━━━━━ EXERCISE DATA

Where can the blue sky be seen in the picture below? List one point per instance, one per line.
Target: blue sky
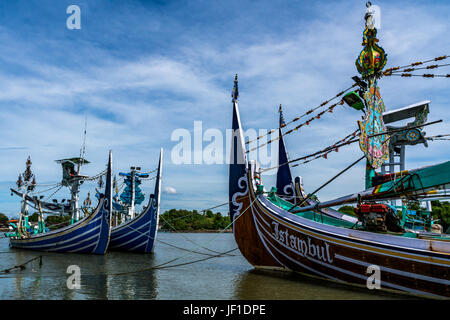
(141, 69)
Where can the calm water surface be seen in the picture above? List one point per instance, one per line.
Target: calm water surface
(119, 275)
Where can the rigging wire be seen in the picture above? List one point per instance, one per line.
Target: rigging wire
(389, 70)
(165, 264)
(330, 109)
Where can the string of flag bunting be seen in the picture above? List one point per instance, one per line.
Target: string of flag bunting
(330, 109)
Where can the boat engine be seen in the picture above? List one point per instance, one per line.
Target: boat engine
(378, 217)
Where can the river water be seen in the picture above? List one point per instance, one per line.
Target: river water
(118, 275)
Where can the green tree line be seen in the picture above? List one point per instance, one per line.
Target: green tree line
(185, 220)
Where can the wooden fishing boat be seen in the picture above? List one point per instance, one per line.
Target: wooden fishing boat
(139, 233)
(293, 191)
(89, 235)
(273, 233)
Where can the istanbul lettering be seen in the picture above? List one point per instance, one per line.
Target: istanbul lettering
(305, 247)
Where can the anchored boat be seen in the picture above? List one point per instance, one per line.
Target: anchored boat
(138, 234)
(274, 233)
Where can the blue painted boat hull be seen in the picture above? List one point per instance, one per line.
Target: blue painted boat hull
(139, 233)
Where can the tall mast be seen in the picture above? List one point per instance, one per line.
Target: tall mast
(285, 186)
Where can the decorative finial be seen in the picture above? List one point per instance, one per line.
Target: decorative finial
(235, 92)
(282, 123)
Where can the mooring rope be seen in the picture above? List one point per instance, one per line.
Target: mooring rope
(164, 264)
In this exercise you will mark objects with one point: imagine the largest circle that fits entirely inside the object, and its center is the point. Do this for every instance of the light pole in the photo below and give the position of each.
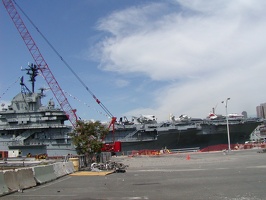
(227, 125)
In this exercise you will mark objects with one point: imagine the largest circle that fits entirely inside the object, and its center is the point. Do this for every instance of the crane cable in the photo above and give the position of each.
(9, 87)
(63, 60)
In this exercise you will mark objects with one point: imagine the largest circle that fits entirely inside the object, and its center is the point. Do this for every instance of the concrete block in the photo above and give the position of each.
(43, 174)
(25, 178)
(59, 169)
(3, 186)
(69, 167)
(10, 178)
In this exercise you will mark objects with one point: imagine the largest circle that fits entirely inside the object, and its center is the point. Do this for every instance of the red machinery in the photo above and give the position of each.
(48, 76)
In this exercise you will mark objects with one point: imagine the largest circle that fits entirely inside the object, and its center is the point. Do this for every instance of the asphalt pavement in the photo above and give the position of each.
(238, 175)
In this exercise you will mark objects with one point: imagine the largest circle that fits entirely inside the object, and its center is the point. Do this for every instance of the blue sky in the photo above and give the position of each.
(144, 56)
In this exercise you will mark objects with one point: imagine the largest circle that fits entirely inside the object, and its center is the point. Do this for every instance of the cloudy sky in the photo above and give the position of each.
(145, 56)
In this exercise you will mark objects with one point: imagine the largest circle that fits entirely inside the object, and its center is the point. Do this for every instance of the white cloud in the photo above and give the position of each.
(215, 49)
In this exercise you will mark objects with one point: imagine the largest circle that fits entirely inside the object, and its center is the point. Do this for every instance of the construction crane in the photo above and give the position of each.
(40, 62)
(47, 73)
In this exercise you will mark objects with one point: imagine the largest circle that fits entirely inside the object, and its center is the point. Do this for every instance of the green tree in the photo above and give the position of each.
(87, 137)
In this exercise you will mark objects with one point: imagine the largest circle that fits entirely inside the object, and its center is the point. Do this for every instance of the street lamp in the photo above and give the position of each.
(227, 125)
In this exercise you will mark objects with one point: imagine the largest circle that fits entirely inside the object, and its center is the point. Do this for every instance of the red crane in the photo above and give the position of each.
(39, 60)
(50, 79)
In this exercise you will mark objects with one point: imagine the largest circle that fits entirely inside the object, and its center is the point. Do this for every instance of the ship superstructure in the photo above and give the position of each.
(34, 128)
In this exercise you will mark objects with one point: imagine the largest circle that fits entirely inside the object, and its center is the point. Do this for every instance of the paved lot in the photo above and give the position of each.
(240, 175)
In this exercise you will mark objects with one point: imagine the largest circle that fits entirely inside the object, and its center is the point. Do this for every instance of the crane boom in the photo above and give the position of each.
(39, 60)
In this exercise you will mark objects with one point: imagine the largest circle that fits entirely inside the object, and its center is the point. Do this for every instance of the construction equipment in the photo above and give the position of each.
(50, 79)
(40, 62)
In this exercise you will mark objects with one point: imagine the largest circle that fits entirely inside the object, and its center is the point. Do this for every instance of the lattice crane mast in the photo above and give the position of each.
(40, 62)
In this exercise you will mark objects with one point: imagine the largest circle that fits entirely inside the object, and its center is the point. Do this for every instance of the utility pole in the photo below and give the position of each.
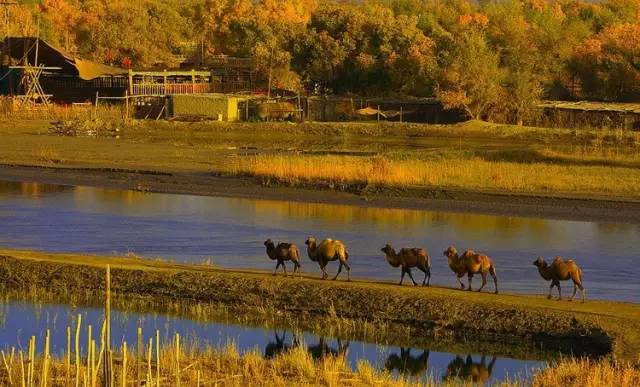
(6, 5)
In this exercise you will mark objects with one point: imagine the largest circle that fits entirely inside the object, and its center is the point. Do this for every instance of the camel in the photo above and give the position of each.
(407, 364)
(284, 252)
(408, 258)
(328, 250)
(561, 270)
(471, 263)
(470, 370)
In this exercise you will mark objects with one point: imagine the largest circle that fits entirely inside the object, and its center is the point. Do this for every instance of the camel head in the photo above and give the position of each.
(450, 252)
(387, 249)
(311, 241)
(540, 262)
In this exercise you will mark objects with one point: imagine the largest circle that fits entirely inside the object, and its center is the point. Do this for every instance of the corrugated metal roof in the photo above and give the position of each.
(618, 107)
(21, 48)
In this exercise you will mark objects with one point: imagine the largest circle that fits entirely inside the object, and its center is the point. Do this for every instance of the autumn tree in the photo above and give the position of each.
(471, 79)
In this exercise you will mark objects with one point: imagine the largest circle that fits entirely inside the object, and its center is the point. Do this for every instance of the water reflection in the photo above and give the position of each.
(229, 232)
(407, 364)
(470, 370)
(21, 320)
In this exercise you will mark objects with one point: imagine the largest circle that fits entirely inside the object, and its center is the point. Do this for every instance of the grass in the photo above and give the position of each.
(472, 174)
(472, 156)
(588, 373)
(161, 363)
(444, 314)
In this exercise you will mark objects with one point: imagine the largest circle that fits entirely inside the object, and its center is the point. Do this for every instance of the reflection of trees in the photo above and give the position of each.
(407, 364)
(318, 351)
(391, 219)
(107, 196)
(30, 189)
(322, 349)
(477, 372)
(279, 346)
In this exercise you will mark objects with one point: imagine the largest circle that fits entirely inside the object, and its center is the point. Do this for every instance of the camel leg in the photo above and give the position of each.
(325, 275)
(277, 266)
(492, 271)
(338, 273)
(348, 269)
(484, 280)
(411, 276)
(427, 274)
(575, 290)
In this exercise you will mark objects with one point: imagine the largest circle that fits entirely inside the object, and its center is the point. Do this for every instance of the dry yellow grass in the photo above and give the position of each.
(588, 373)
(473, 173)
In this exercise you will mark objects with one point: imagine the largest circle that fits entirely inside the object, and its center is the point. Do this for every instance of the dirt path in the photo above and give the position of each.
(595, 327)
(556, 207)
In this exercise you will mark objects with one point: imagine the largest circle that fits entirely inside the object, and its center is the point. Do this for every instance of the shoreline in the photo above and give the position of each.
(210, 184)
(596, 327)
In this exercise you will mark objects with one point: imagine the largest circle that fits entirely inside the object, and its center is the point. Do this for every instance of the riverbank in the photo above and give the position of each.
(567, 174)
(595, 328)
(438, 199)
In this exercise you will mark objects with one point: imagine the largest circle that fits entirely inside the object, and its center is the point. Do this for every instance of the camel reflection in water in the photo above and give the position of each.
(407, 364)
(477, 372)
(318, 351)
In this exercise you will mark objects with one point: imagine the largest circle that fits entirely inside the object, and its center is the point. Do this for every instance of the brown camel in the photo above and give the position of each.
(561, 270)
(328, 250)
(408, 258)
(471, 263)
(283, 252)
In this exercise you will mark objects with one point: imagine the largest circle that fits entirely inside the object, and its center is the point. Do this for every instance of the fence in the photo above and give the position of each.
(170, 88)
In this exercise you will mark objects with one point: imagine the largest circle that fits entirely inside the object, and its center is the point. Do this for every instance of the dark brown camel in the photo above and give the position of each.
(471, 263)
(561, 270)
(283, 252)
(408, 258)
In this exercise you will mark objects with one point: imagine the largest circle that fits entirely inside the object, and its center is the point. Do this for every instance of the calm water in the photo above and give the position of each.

━━━━━━━━━━

TASK BRIEF:
Reproduce verbatim the lines of the material above, beginning with its first line and ending with the line that contains "Where can the rigging"; skip pictures.

OUTPUT OF THE EXERCISE:
Where can the blue sky be seen in the picture below? List one point per instance, one per line.
Target: blue sky
(141, 69)
Where can the calm water surface be seen in the picture above? List one point per instance, one per line.
Target: calm water surface
(119, 275)
Where can the rigging wire be seen in the picture above? List one point per instance, one per line.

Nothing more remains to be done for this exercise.